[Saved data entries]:
(begin)

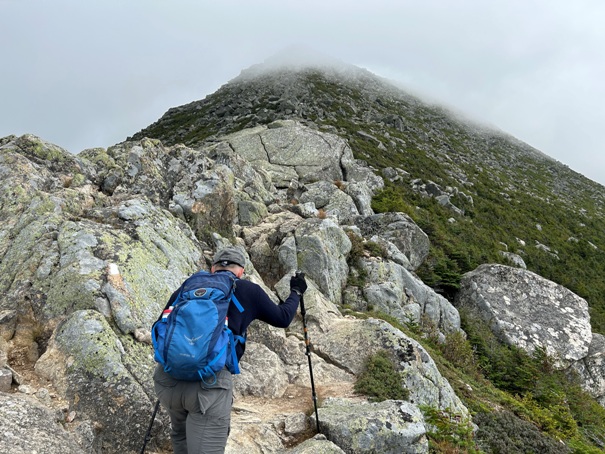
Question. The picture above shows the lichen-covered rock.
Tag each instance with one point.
(393, 427)
(349, 343)
(316, 445)
(401, 231)
(85, 361)
(528, 311)
(392, 289)
(28, 426)
(322, 254)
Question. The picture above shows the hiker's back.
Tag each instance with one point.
(191, 339)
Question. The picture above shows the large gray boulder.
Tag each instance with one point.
(392, 289)
(528, 311)
(411, 244)
(92, 246)
(350, 342)
(322, 254)
(28, 426)
(390, 427)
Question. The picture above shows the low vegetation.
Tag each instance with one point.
(513, 200)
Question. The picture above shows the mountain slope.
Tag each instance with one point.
(511, 198)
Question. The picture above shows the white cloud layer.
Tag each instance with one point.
(86, 74)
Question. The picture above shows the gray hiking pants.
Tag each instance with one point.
(200, 415)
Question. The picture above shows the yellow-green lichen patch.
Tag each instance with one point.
(91, 345)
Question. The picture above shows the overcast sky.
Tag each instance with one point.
(85, 74)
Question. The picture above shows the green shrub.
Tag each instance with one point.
(448, 432)
(503, 432)
(380, 380)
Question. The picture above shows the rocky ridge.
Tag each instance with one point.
(92, 245)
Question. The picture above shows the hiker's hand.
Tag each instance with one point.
(298, 283)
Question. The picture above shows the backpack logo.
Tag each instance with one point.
(191, 341)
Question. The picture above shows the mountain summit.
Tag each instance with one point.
(455, 302)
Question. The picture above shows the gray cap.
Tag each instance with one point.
(229, 255)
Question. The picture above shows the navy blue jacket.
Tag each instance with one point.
(257, 305)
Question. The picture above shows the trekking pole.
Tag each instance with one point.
(303, 312)
(148, 434)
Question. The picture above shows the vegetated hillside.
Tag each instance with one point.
(513, 197)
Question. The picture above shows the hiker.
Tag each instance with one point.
(200, 413)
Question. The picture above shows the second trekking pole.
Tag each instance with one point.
(303, 312)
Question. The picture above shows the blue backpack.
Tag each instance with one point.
(191, 339)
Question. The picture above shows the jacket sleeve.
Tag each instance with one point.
(278, 315)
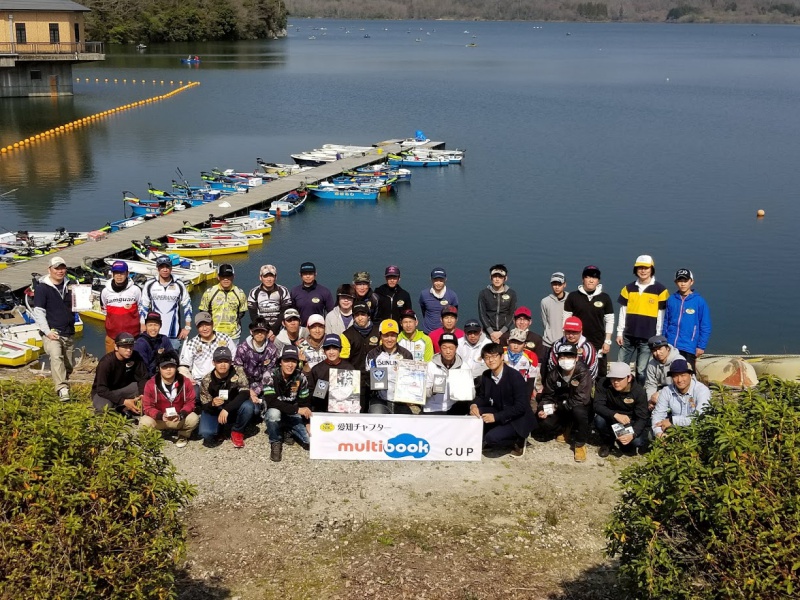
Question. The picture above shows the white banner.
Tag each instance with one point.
(395, 437)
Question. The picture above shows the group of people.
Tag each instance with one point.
(554, 385)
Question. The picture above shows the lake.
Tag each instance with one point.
(587, 144)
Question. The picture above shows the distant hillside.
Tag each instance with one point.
(721, 11)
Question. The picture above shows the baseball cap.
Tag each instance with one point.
(573, 324)
(448, 338)
(591, 271)
(203, 317)
(471, 326)
(679, 366)
(222, 353)
(389, 326)
(315, 320)
(518, 335)
(225, 270)
(119, 266)
(657, 341)
(522, 311)
(124, 339)
(450, 310)
(332, 339)
(619, 370)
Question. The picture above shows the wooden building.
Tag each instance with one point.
(40, 40)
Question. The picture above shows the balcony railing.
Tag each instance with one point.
(47, 48)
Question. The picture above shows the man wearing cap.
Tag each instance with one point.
(120, 299)
(168, 297)
(573, 334)
(620, 400)
(687, 322)
(412, 339)
(119, 378)
(496, 304)
(503, 404)
(533, 341)
(169, 400)
(553, 310)
(656, 378)
(392, 299)
(225, 400)
(288, 401)
(386, 356)
(449, 320)
(311, 298)
(434, 299)
(596, 311)
(341, 317)
(269, 300)
(52, 310)
(566, 400)
(321, 372)
(151, 343)
(471, 346)
(197, 355)
(641, 314)
(364, 293)
(681, 401)
(226, 303)
(292, 333)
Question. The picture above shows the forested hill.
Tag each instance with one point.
(134, 21)
(722, 11)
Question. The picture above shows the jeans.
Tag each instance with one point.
(635, 350)
(295, 423)
(210, 425)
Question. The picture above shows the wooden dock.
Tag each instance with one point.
(18, 276)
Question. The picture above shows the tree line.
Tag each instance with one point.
(133, 21)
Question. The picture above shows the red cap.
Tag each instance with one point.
(573, 324)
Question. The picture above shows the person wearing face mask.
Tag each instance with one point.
(566, 401)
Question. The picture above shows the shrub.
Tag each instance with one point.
(89, 507)
(714, 511)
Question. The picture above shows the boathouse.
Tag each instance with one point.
(40, 40)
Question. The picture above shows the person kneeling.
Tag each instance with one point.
(225, 396)
(168, 401)
(502, 402)
(621, 413)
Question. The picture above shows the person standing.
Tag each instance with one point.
(641, 314)
(168, 297)
(52, 311)
(120, 298)
(596, 311)
(553, 310)
(687, 322)
(496, 304)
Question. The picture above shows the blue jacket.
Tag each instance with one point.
(687, 322)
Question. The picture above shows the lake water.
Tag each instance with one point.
(587, 143)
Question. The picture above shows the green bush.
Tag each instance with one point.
(714, 511)
(89, 507)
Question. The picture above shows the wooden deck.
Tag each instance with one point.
(18, 276)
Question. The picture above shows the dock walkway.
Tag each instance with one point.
(18, 276)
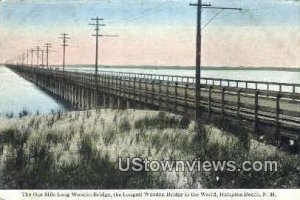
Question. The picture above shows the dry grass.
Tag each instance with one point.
(81, 149)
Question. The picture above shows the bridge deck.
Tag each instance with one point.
(278, 109)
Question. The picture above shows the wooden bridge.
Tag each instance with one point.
(270, 112)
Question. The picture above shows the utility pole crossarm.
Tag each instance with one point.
(201, 6)
(65, 38)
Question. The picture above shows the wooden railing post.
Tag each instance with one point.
(256, 112)
(146, 91)
(239, 102)
(140, 88)
(152, 85)
(209, 101)
(223, 101)
(134, 88)
(176, 96)
(160, 98)
(186, 97)
(168, 98)
(278, 117)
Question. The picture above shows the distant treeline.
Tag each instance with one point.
(295, 69)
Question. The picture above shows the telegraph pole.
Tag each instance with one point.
(48, 45)
(97, 29)
(31, 57)
(27, 54)
(38, 49)
(65, 38)
(97, 25)
(201, 6)
(43, 58)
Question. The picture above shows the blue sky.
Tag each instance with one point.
(45, 18)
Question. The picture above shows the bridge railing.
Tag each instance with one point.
(182, 80)
(247, 84)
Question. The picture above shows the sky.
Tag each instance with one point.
(155, 32)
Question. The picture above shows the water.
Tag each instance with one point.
(17, 94)
(292, 77)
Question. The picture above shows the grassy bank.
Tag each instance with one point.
(81, 149)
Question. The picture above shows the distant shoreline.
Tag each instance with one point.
(204, 67)
(288, 69)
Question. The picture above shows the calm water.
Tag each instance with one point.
(249, 75)
(292, 77)
(17, 94)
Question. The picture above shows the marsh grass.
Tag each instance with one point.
(79, 150)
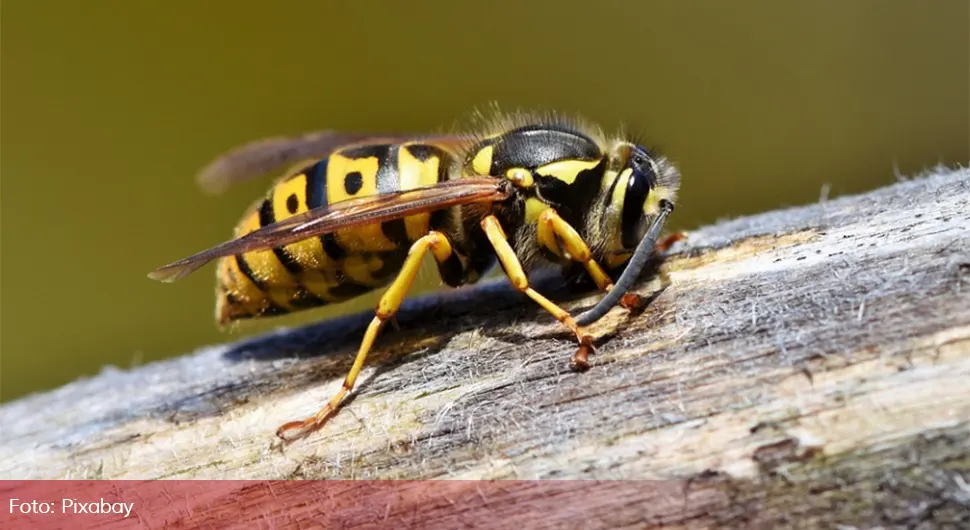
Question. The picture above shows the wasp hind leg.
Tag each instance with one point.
(513, 269)
(553, 229)
(387, 307)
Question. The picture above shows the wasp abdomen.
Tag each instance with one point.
(335, 266)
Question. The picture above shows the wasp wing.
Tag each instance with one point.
(262, 156)
(344, 214)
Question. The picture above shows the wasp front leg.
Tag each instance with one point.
(553, 229)
(387, 307)
(516, 274)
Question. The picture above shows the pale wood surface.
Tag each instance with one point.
(809, 364)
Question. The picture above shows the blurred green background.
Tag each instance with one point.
(110, 107)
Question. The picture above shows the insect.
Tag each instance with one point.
(364, 213)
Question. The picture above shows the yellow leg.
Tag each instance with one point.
(516, 275)
(552, 229)
(388, 305)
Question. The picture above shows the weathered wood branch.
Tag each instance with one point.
(810, 365)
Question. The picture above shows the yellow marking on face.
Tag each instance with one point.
(520, 177)
(482, 163)
(619, 191)
(415, 173)
(614, 213)
(533, 208)
(652, 205)
(566, 170)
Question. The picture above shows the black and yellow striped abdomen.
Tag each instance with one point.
(338, 266)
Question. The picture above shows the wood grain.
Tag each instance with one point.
(808, 365)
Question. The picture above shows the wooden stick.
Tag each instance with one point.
(809, 365)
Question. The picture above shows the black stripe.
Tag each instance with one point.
(268, 217)
(388, 178)
(397, 232)
(438, 220)
(304, 299)
(248, 272)
(451, 271)
(316, 184)
(273, 310)
(316, 196)
(422, 152)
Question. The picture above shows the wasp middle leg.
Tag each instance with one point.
(552, 229)
(387, 307)
(513, 269)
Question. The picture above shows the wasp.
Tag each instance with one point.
(364, 210)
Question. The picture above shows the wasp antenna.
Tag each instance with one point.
(632, 271)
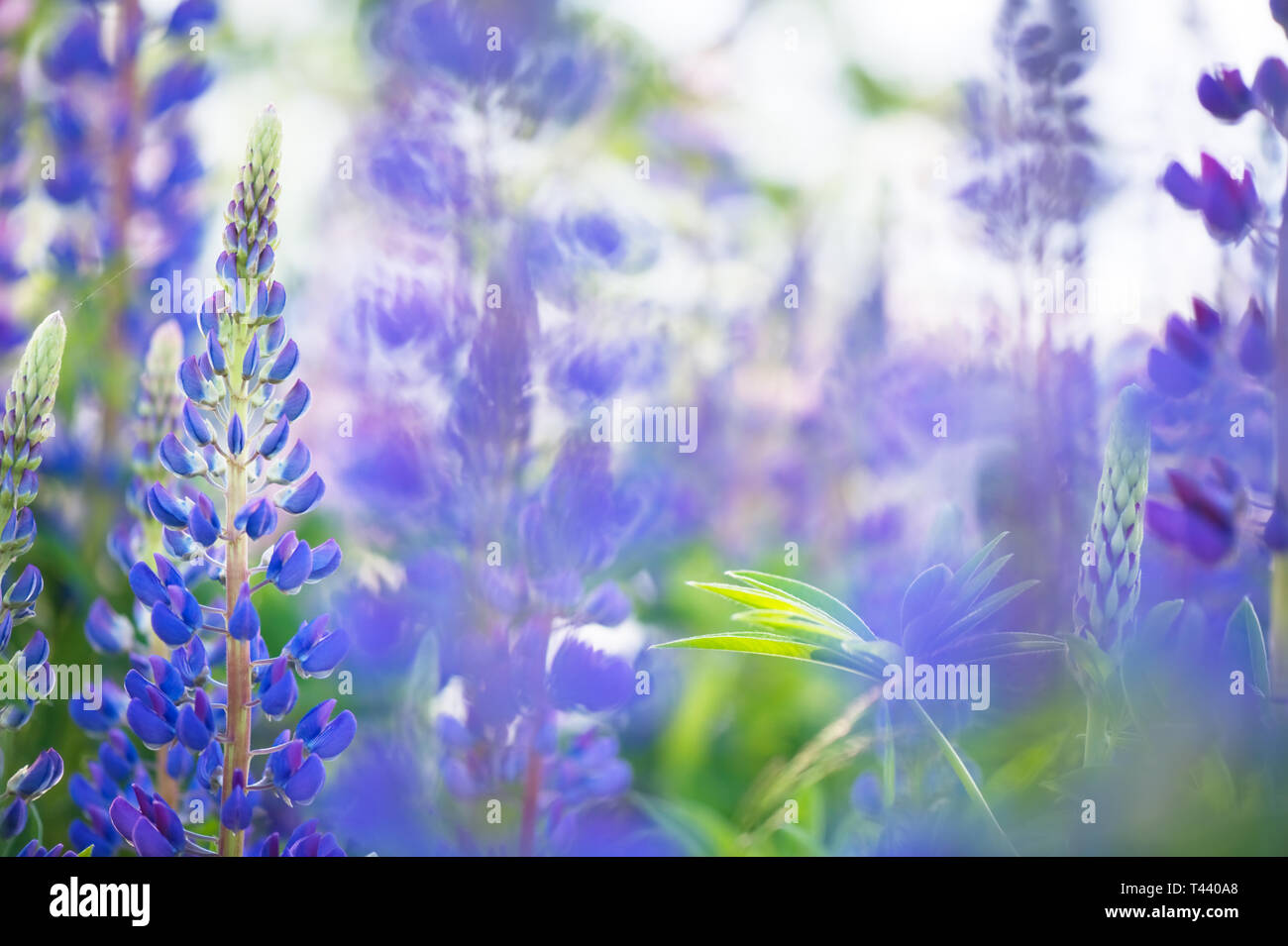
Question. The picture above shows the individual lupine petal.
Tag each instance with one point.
(284, 364)
(168, 575)
(194, 425)
(166, 679)
(239, 807)
(1229, 205)
(24, 589)
(37, 652)
(316, 652)
(30, 400)
(107, 631)
(124, 816)
(250, 361)
(275, 439)
(1206, 318)
(167, 508)
(1256, 353)
(194, 383)
(18, 533)
(1275, 534)
(323, 736)
(583, 676)
(314, 846)
(277, 690)
(1109, 587)
(282, 550)
(244, 622)
(1183, 187)
(275, 301)
(273, 338)
(196, 726)
(300, 497)
(178, 543)
(150, 726)
(1224, 94)
(291, 467)
(1210, 516)
(215, 353)
(326, 560)
(236, 435)
(191, 663)
(27, 486)
(178, 762)
(117, 756)
(304, 784)
(204, 523)
(153, 828)
(606, 605)
(33, 848)
(257, 519)
(210, 766)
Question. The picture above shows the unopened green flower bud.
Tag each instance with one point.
(29, 417)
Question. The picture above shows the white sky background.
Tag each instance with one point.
(787, 116)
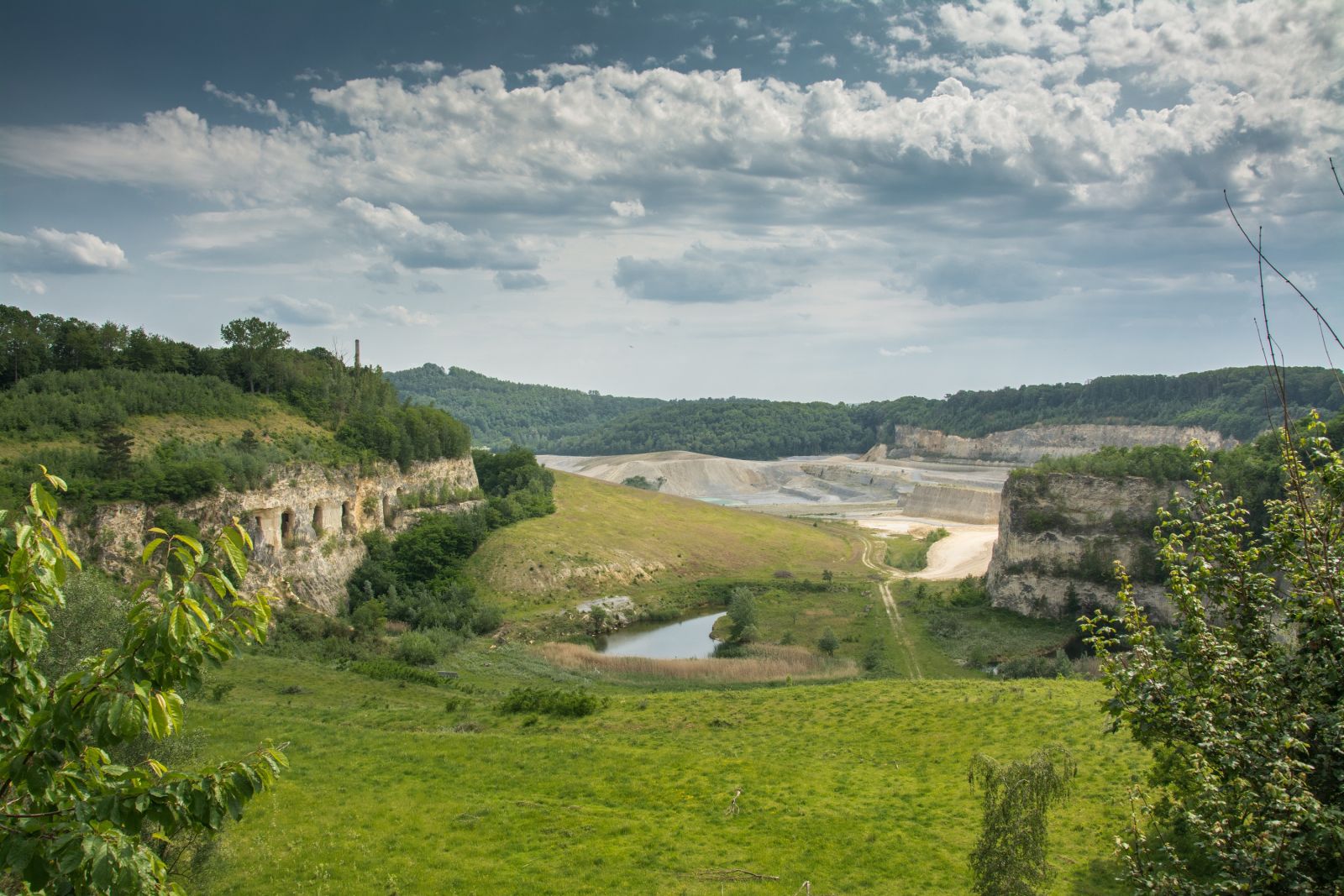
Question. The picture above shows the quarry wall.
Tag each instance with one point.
(1030, 443)
(306, 528)
(952, 503)
(1059, 535)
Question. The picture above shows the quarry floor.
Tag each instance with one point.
(867, 493)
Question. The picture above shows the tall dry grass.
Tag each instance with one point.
(768, 663)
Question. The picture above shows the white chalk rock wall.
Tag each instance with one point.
(306, 527)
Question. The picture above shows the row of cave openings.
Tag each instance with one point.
(291, 524)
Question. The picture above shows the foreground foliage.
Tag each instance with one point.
(73, 819)
(1010, 857)
(1243, 703)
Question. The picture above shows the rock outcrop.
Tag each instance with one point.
(1059, 537)
(306, 528)
(1032, 443)
(952, 503)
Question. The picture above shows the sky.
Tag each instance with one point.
(813, 201)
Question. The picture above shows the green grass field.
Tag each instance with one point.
(606, 539)
(859, 788)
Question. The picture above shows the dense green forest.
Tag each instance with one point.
(78, 387)
(501, 412)
(1230, 401)
(1233, 401)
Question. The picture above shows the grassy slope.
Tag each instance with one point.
(631, 531)
(857, 786)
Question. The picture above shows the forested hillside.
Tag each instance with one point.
(501, 412)
(124, 414)
(1231, 401)
(749, 429)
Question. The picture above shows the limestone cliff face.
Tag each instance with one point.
(952, 503)
(306, 528)
(1059, 535)
(1030, 443)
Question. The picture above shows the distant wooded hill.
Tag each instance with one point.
(501, 412)
(1231, 401)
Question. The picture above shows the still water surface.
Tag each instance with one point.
(683, 640)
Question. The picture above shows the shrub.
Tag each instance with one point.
(416, 649)
(393, 671)
(551, 701)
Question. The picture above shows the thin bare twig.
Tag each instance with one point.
(1281, 275)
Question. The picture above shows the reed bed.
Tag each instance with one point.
(768, 663)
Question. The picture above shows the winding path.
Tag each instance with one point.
(873, 558)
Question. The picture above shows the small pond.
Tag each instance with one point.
(680, 640)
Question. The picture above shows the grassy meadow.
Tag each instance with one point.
(858, 788)
(853, 774)
(606, 539)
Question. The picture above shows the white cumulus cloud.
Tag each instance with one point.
(417, 244)
(60, 253)
(628, 208)
(30, 285)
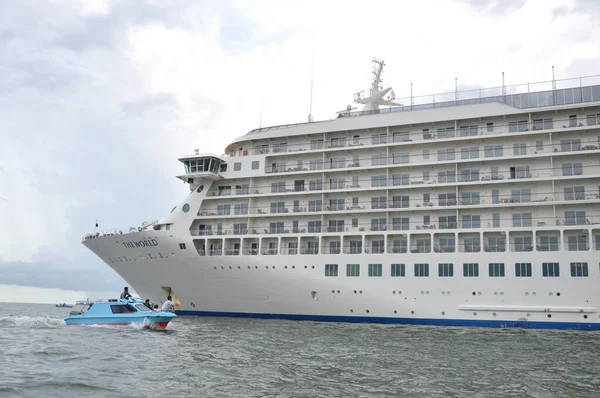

(end)

[CHALLENGE]: Count the lines in the records above that contain the string "trekking", treating uppercase and lowercase as different. Reply with the number alone.

[REPLY TO THE EXERCISE]: 2